**文档节选:**
◇ ◇ ◇ ◇ ◇

STL源码剖析之vector
0.导语
vector的数据安排以及操作方式,与array非常相似。两者的唯一差别在于空间的运用的灵活性,array是静态的,一旦配置了就不能改变,而 vector是动态空间,随着元素的加入,它的内部机制会自行扩充空间以容纳新元素。下面一起来看一下vector的"内部机制",怎么来实现空间配置策略的。
1.vector
在_Vector_base
中开头有两行比较难理解,下面一个一个分析:
1.1 _Tp_alloc_type
开头处定义:
typedef typename __gnu_cxx::__alloc_traits<_Alloc>::template rebind<_Tp>::other _Tp_alloc_type;
在gnu_cxx::alloc_traits
中:对应文件为:ext/alloc_traits.h
template<typename _Tp>
struct rebind
{ typedef typename _Base_type::template rebind_alloc<_Tp> other; };
等价于
typename __gnu_cxx::__alloc_traits<_Alloc>::template rebind<_Tp>::other
等价于:
typename _Base_type::template rebind_alloc<_Tp>
而_Base_type
是:
typedef std::allocator_traits<_Alloc> _Base_type;
所以上述等价于:
typename std::allocator_traits<_Alloc>::template rebind_alloc<_Tp>
继续到allocator_traits
中寻找
找到了:
template<typename _Up>
using rebind_alloc = allocator<_Up>;
于是:
std::allocator_traits<_Alloc>::template rebind_alloc<_Tp>
等价于:
allocator<_Tp>
小结
typedef typename __gnu_cxx::__alloc_traits<_Alloc>::template rebind<_Tp>::other _Tp_alloc_type;
等价于:
typedef allocator<_Tp> _Tp_alloc_type
1.2 pointer
而pointer
:
typedef typename __gnu_cxx::__alloc_traits<_Tp_alloc_type>::pointer
pointer;
等价于:
typedef typename __gnu_cxx::__alloc_traits<allocator<_Tp>>::pointer
pointer;
根据下面两行:
typedef std::allocator_traits<_Alloc> _Base_type;
typedef typename _Base_type::pointer pointer;
又等价于:
typedef std::allocator_traits<_Alloc>::pointer
pointer;
在allocator_traits
中找到下面:
/**
* @brief The allocator's pointer type.
*
* @c Alloc::pointer if that type exists, otherwise @c value_type*
*/
typedef __pointer pointer;
注释中说了如果存在就是Alloc::pointer
,否则为value_type *
。

◇ ◇ ◇ ◇ ◇

**记录列表:**
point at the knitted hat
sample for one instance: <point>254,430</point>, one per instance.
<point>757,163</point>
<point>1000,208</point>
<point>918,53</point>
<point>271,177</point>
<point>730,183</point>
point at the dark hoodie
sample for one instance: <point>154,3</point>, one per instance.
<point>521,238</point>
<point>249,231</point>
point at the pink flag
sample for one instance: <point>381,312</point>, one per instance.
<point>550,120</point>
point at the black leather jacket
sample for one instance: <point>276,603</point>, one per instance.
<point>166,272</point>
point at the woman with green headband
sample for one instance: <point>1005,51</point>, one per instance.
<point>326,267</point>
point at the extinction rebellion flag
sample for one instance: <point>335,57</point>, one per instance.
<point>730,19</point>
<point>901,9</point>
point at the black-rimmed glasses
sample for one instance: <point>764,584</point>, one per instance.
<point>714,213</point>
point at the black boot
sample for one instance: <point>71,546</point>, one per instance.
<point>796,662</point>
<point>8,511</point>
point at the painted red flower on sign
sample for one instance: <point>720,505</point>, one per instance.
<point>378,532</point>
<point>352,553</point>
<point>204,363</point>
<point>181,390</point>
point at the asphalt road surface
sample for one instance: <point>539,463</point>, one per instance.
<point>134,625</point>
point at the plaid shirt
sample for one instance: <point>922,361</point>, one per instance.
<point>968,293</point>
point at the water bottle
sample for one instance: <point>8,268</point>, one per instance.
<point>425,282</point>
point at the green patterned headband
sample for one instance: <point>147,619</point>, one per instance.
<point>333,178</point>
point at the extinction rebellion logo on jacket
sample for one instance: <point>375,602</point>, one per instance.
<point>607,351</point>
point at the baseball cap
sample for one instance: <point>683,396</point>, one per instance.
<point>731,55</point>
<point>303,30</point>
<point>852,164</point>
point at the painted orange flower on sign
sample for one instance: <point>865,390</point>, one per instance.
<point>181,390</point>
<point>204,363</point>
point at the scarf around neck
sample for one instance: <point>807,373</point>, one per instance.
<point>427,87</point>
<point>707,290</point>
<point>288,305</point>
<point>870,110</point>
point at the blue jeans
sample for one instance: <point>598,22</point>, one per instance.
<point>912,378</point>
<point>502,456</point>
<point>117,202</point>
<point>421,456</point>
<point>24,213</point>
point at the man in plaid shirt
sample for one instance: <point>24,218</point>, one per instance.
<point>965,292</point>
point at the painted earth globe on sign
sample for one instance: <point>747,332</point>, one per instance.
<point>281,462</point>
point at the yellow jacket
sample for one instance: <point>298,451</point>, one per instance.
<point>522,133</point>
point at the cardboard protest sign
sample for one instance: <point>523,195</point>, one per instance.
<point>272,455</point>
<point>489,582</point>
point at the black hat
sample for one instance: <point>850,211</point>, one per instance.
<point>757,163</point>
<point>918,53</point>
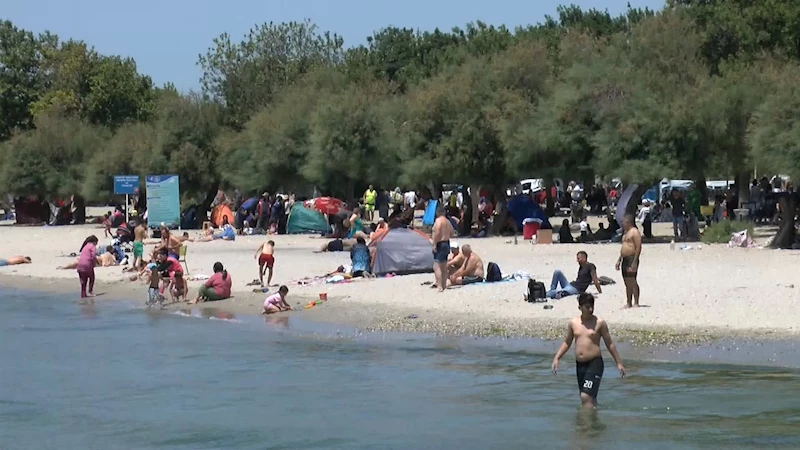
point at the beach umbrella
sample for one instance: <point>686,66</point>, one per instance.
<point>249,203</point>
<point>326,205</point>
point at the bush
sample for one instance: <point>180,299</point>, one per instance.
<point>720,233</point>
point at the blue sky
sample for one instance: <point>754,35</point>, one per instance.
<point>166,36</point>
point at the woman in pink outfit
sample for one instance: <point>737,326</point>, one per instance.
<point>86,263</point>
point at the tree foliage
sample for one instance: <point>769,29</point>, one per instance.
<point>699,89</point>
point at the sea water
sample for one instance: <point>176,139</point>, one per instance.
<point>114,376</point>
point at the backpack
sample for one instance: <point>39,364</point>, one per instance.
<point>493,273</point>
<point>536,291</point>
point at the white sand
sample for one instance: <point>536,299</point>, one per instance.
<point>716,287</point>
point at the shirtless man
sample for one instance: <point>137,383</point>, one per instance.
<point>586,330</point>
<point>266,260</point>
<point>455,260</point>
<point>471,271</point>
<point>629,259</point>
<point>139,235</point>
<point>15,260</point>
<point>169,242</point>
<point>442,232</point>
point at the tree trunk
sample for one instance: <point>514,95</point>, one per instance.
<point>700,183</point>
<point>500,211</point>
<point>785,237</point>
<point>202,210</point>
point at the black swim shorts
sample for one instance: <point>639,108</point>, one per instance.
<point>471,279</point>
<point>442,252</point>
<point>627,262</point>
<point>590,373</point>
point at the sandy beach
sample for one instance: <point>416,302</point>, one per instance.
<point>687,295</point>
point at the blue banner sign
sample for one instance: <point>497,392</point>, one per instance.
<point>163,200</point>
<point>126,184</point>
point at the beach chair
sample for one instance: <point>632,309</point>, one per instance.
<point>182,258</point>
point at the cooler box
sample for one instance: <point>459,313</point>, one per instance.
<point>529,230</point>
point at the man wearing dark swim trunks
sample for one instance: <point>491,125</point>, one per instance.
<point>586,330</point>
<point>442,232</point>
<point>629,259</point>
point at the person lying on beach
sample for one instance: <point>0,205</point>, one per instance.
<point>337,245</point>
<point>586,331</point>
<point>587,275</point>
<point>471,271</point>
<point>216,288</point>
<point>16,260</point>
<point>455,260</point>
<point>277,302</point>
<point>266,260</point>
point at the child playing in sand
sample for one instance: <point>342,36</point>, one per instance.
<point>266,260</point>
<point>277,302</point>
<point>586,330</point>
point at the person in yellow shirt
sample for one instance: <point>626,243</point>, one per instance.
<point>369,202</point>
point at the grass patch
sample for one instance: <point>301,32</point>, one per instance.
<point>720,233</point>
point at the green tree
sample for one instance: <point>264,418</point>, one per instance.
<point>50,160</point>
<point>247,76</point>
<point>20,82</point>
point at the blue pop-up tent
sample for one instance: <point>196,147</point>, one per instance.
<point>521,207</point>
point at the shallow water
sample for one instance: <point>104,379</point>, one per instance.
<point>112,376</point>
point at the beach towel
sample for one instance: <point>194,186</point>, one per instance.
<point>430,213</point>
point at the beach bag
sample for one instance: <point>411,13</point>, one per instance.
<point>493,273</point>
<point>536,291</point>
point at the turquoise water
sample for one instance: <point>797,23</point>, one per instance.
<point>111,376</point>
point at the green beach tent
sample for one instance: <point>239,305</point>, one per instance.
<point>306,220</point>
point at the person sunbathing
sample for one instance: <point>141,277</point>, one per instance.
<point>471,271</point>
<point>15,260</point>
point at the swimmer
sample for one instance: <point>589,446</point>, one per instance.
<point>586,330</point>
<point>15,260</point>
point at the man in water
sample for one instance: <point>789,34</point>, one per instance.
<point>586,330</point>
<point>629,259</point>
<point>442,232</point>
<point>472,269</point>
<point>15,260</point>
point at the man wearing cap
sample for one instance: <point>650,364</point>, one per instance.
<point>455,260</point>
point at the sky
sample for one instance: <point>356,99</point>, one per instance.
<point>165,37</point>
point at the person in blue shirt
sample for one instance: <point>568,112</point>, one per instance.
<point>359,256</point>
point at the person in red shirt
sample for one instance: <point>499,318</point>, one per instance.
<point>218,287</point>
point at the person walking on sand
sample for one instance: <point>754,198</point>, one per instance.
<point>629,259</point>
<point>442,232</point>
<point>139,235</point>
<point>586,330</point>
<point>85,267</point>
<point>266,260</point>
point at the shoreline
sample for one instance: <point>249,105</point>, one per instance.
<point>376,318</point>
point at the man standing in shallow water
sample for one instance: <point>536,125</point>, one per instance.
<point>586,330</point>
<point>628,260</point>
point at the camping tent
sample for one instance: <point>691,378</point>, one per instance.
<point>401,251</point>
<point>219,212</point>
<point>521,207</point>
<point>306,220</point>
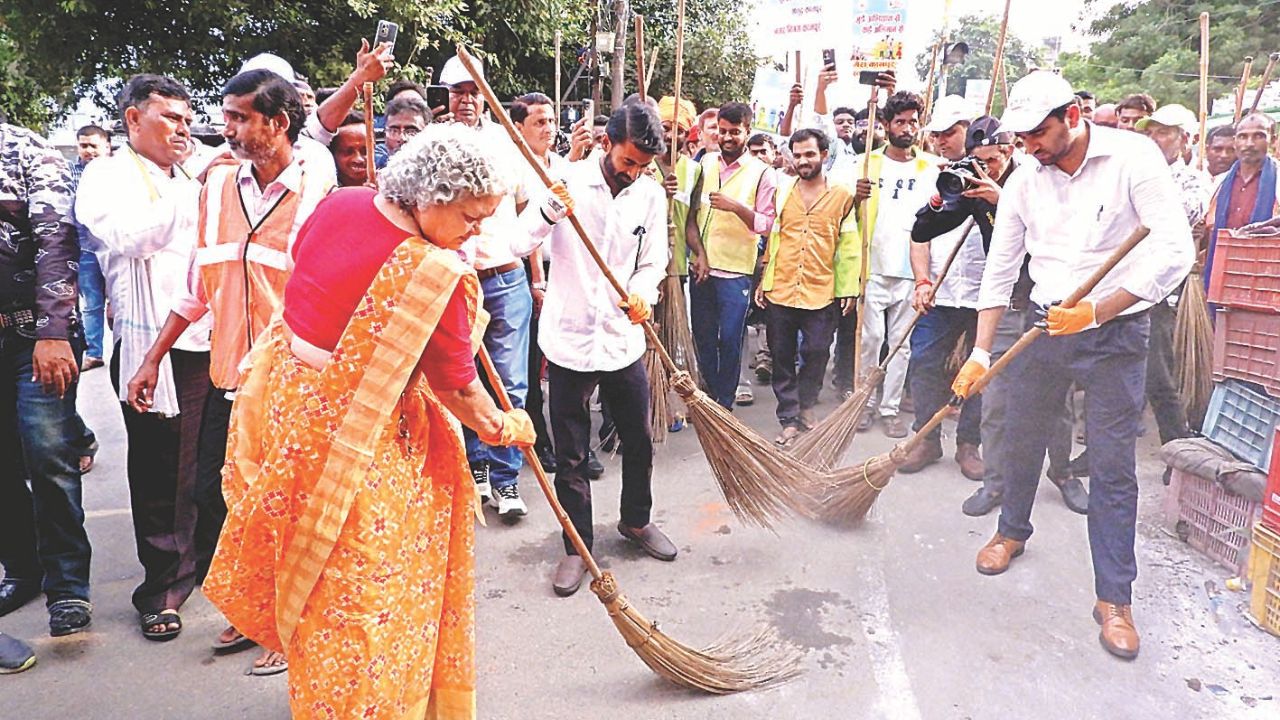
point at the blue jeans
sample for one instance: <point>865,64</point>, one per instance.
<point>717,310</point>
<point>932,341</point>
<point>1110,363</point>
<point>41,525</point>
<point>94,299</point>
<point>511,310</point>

◇ ◇ ◇ ◇ ◇

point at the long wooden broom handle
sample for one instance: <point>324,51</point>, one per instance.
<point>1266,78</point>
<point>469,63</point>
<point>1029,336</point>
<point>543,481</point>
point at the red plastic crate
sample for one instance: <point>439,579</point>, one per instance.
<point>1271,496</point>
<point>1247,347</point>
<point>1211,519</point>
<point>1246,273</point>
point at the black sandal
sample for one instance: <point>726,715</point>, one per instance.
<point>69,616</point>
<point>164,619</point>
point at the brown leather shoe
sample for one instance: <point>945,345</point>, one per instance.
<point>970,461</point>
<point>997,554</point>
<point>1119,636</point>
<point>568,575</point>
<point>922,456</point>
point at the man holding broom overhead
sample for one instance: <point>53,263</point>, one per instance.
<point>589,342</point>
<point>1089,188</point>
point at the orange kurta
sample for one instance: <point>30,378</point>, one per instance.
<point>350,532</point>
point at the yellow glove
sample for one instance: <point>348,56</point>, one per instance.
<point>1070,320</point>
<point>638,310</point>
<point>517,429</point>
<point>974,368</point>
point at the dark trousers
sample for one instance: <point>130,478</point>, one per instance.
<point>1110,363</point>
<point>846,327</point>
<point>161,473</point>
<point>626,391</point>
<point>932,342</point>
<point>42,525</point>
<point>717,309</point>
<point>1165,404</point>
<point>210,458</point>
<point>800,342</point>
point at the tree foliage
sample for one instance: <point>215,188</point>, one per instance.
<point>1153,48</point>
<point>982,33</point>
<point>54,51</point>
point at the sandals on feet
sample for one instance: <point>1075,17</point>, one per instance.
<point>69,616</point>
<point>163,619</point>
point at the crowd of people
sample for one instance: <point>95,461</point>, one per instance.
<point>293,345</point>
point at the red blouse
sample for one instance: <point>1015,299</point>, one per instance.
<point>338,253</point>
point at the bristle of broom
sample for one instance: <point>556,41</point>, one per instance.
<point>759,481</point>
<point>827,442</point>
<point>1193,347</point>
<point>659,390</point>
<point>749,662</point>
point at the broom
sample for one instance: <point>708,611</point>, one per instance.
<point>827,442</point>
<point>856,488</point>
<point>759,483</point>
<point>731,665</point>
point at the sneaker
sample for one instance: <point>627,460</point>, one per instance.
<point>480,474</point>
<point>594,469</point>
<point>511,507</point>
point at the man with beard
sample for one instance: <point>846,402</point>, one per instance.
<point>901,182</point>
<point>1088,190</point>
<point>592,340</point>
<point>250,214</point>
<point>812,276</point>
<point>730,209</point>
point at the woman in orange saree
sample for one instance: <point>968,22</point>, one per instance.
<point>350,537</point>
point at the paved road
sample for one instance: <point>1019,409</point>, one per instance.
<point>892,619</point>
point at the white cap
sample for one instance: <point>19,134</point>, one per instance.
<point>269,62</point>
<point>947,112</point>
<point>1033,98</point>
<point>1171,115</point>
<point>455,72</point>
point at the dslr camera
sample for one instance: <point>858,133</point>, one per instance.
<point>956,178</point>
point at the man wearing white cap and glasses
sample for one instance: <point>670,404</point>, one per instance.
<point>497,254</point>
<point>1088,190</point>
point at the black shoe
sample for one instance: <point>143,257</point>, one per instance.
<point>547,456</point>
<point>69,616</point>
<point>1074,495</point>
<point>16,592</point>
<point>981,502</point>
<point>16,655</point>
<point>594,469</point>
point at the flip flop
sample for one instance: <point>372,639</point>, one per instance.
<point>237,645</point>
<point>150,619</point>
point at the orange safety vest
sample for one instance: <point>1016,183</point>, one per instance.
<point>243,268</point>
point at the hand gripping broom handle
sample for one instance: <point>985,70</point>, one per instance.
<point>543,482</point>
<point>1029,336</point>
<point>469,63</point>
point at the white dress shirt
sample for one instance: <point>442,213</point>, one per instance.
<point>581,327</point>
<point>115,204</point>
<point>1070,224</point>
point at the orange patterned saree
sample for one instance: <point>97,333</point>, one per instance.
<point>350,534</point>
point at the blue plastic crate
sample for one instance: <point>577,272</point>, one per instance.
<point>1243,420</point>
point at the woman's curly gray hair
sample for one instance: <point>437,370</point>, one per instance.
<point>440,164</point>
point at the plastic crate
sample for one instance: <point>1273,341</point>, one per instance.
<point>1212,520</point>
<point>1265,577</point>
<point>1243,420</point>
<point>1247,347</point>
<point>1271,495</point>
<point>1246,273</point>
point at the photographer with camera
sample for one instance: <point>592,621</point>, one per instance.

◇ ◇ ◇ ◇ ◇

**待办任务:**
**1.** 对照vector源码剖析一文，判断下列三种说法是否与原文相符。每项先回答"是"或"否"，再原样引用原文中起决定作用的文字。(a) array与vector唯一的差别在于空间运用的灵活性。(b) _Tp_alloc_type最终等价于allocator<_Tp>。(c) vector是静态空间，一旦配置就不能改变。
**2.** 接着vector源码剖析一文的最后一句往下续写。

**任务答案:**
**1.**
(a) 是。原文："两者的唯一差别在于空间的运用的灵活性"
(b) 是。原文："typedef allocator<_Tp> _Tp_alloc_type"
(c) 否。原文："array是静态的,一旦配置了就不能改变,而 vector是动态空间"

**2.**
小结
typedef typename __gnu_cxx::__alloc_traits<_Tp_alloc_type>::pointer
pointer;
// 或者
typedef typename __gnu_cxx::__alloc_traits<allocator<_Tp>>::pointer
pointer;
等价于
/**
* @brief The allocator's pointer type.
*
* @c Alloc::pointer if that type exists, otherwise @c value_type*
*/
typedef __pointer pointer;
如果存在_Tp_alloc_type::pointer
也就是allocator<_Tp>
存在就是allocator<_Tp>::pointer
,
这个看allocator.h
源码:
typedef _Tp* pointer;
否则为value_type*
。而value_type
为:
typedef typename _Alloc::value_type value_type;
所以value_type*
推导出为:
_Tp::value_type*
1.3 vector的内存管理
_Vector_base
中有一个内存管理器_Vector_impl
类,该结构体继承allocator
(根据上述1.1等价条件得出)。
template<typename _Tp, typename _Alloc>
struct _Vector_base {
//__alloc_traits -> allocator_traits
// typedef allocator<_Tp> _Tp_alloc_type
typedef typename __gnu_cxx::__alloc_traits<_Alloc>::template
rebind<_Tp>::other _Tp_alloc_type;
// _Tp::value_type* or _Tp*
typedef typename __gnu_cxx::__alloc_traits<_Tp_alloc_type>::pointer
pointer;
struct _Vector_impl
: public _Tp_alloc_type {
pointer _M_start; // 使用空间起始位置
pointer _M_finish; // 使用空间结束位置
pointer _M_end_of_storage; // 可使用空间结束位置
_Vector_impl()
: _Tp_alloc_type(), _M_start(0), _M_finish(0), _M_end_of_storage(0) {}
_Vector_impl(_Tp_alloc_type const &__a)
// vector数据交换,只交换内存地址,不交换数据
void _M_swap_data(_Vector_impl &__x)
_GLIBCXX_NOEXCEPT
{
std::swap(_M_start, __x._M_start);
std::swap(_M_finish, __x._M_finish);
std::swap(_M_end_of_storage, __x._M_end_of_storage);
}
};
public:
typedef _Alloc allocator_type;
// 前面我们知道_Vector_impl继承自allocator分配器,而这个又是_Tp_alloc_type,所以这里返回的就是_M_impl的基类。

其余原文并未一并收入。